• PAGE EXTRACT:

The MIT-Related Companies with 9 Top Drugs
The MIT-related companies, with nine best-selling biotech drugs in 1994, include:
- Amgen, Inc., which developed Neupogen, Epogen and Procrit. Neupogen boosts white blood cell production and combats infection from chemotherapy, bone marrow transplants and infectious diseases. Epogen is a recombinant human hormone which stimulates red blood cell production for treatment of anemia. Procrit treats anemia associated with chemotherapy and AZT treatment of AIDS.
- Biogen's Intron A alpha interferon is sold in more than 60 countries for 17 different types of cancers and viral infections, including hepatitis B and C, for which it is the primary treatment. Hairy cell leukemia and Kaposi's sarcoma, an AIDS-related cancer, are among the diseases currently being treated by Intron-A alpha interferon.
- Genentech, Inc., figures prominently, with five of the top ten biotech drugs. Its therapeutics treat diabetes (Humulin), hepatitis B (Engerix-B), heart attacks and blood clots (Activase), human growth deficiency (Protropin), and hairy cell leukemia and Kaposi's sarcoma (Roferon-A), among other disorders. Genentech is a pioneer and leader in the biotechnology revolution: the San Francisco-based company was the first major biotechnology company to be formed, in 1976.

• TASK LIST:
#1 Print the section of the page on MIT-related drug companies starting with "- Biogen's Intron" and going on through "Intron-A alpha interferon.".
#2 Translate this sentence from the page on MIT-related drug companies into Spanish: "Epogen is a recombinant human hormone which stimulates red blood cell production for treatment of anemia."
#3 According to the page on MIT-related drug companies, in what year was Genentech formed?

• LISTED RECORDS:
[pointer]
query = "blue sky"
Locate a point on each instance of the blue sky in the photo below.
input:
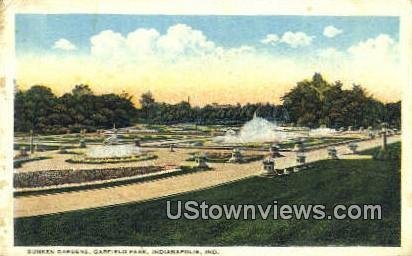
(36, 32)
(223, 59)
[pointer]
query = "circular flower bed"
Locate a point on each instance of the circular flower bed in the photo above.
(111, 160)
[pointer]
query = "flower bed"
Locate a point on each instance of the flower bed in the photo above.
(111, 160)
(223, 157)
(68, 176)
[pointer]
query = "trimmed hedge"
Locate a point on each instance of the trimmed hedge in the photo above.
(60, 177)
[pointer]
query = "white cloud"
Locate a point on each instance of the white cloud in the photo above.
(381, 47)
(330, 53)
(180, 40)
(184, 61)
(270, 39)
(64, 44)
(293, 39)
(331, 31)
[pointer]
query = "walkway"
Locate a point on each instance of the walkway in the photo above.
(222, 173)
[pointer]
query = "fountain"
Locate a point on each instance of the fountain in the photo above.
(201, 161)
(112, 140)
(82, 143)
(332, 153)
(300, 161)
(322, 132)
(274, 151)
(353, 147)
(23, 152)
(256, 130)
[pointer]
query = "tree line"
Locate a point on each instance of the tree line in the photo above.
(311, 103)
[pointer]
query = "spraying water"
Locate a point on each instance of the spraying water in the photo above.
(256, 130)
(113, 151)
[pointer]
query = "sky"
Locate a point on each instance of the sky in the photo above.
(222, 59)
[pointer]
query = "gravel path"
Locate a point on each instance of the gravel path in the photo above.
(221, 173)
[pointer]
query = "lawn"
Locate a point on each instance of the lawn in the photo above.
(329, 182)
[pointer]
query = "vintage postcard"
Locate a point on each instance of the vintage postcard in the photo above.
(206, 128)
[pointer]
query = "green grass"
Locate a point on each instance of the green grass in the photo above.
(329, 182)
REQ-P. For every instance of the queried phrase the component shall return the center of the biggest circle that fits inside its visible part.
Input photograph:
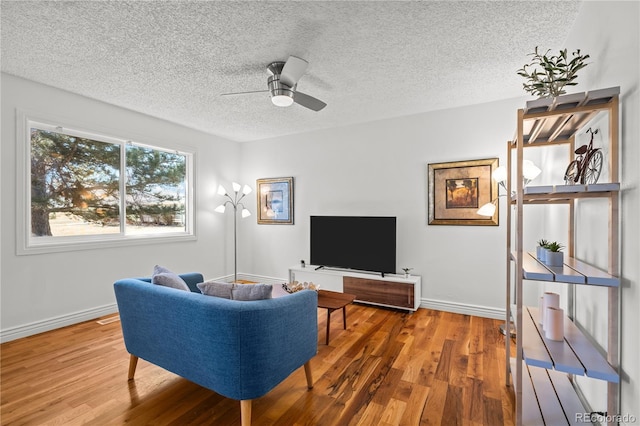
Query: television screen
(366, 243)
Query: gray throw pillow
(251, 291)
(236, 291)
(163, 276)
(216, 288)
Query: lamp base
(512, 329)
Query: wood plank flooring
(387, 368)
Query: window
(83, 188)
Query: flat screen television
(366, 243)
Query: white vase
(554, 258)
(541, 253)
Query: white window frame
(26, 244)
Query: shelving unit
(543, 370)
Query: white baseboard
(26, 330)
(463, 308)
(438, 305)
(18, 332)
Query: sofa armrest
(236, 348)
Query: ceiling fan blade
(293, 69)
(308, 101)
(244, 93)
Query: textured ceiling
(368, 60)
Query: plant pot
(541, 253)
(554, 258)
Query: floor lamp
(234, 201)
(529, 172)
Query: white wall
(608, 31)
(41, 291)
(380, 168)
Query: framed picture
(275, 201)
(458, 189)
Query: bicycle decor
(586, 168)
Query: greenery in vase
(554, 247)
(547, 75)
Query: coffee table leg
(344, 316)
(328, 324)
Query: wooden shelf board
(575, 355)
(573, 271)
(594, 363)
(562, 357)
(552, 192)
(593, 275)
(547, 397)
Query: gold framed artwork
(458, 189)
(275, 201)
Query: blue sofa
(239, 349)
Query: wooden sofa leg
(245, 412)
(307, 372)
(133, 363)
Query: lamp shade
(529, 170)
(488, 209)
(499, 174)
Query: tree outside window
(76, 186)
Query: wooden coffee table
(331, 301)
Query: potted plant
(541, 250)
(554, 256)
(547, 75)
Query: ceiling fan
(282, 82)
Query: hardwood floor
(387, 368)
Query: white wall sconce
(235, 202)
(529, 172)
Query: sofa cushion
(236, 291)
(163, 276)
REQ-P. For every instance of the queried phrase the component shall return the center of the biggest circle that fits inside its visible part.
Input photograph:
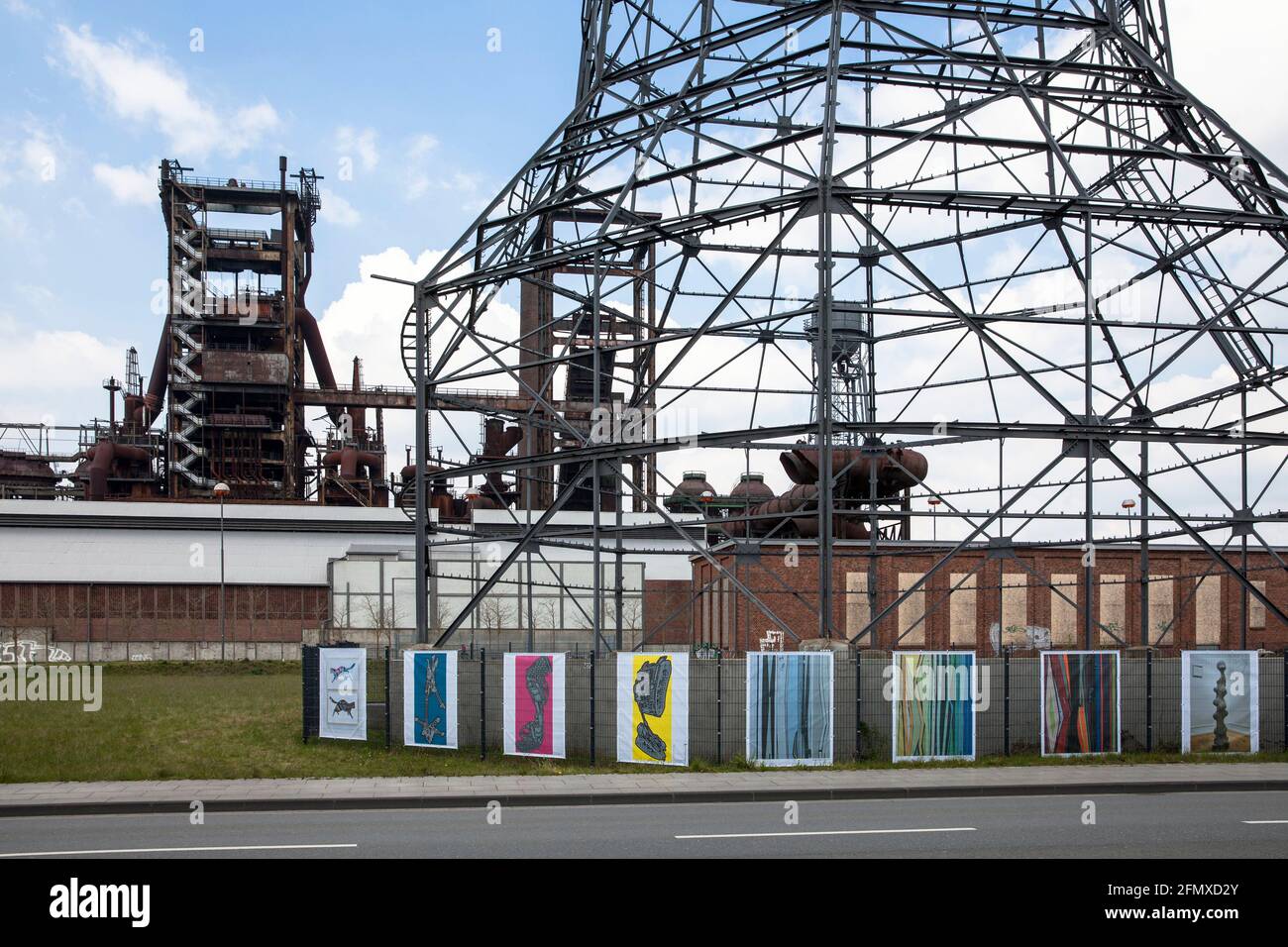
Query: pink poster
(533, 705)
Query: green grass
(205, 720)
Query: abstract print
(343, 684)
(1080, 702)
(790, 707)
(1220, 701)
(533, 705)
(653, 709)
(934, 706)
(429, 698)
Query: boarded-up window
(1016, 609)
(912, 612)
(1256, 611)
(1113, 611)
(1162, 609)
(961, 609)
(1207, 611)
(1064, 609)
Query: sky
(415, 114)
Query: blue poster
(790, 707)
(429, 698)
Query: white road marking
(840, 831)
(154, 851)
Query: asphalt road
(1185, 825)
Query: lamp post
(222, 489)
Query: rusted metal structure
(995, 234)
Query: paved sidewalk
(93, 797)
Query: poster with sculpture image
(1080, 702)
(934, 705)
(790, 707)
(532, 693)
(429, 698)
(343, 684)
(1219, 701)
(653, 709)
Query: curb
(777, 795)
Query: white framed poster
(790, 707)
(653, 707)
(932, 716)
(1081, 693)
(429, 698)
(343, 685)
(1220, 701)
(532, 705)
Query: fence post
(858, 705)
(592, 709)
(1149, 699)
(1006, 699)
(720, 705)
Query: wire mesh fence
(1008, 706)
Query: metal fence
(1006, 724)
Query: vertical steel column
(1149, 699)
(591, 659)
(421, 458)
(1089, 525)
(1006, 701)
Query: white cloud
(149, 89)
(128, 184)
(362, 144)
(339, 211)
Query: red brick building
(1033, 594)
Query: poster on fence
(653, 709)
(1220, 701)
(934, 705)
(790, 707)
(429, 698)
(343, 684)
(532, 693)
(1080, 702)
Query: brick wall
(1192, 602)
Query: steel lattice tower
(1047, 264)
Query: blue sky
(407, 94)
(94, 94)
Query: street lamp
(222, 489)
(934, 521)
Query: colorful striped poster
(429, 698)
(934, 705)
(790, 707)
(1220, 701)
(533, 705)
(343, 684)
(1080, 702)
(653, 707)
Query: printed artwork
(429, 698)
(1080, 702)
(790, 707)
(533, 705)
(343, 684)
(934, 706)
(653, 709)
(1220, 702)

• TASK-BY-TASK ANSWERS:
#1
- Biogen's Intron A alpha interferon is sold in more than 60 countries for 17 different types of cancers and viral infections, including hepatitis B and C, for which it is the primary treatment. Hairy cell leukemia and Kaposi's sarcoma, an AIDS-related cancer, are among the diseases currently being treated by Intron-A alpha interferon.

#2 Epogen es una hormona humana recombinante que estimula la producción de glóbulos rojos para el tratamiento de la anemia.

#3 1976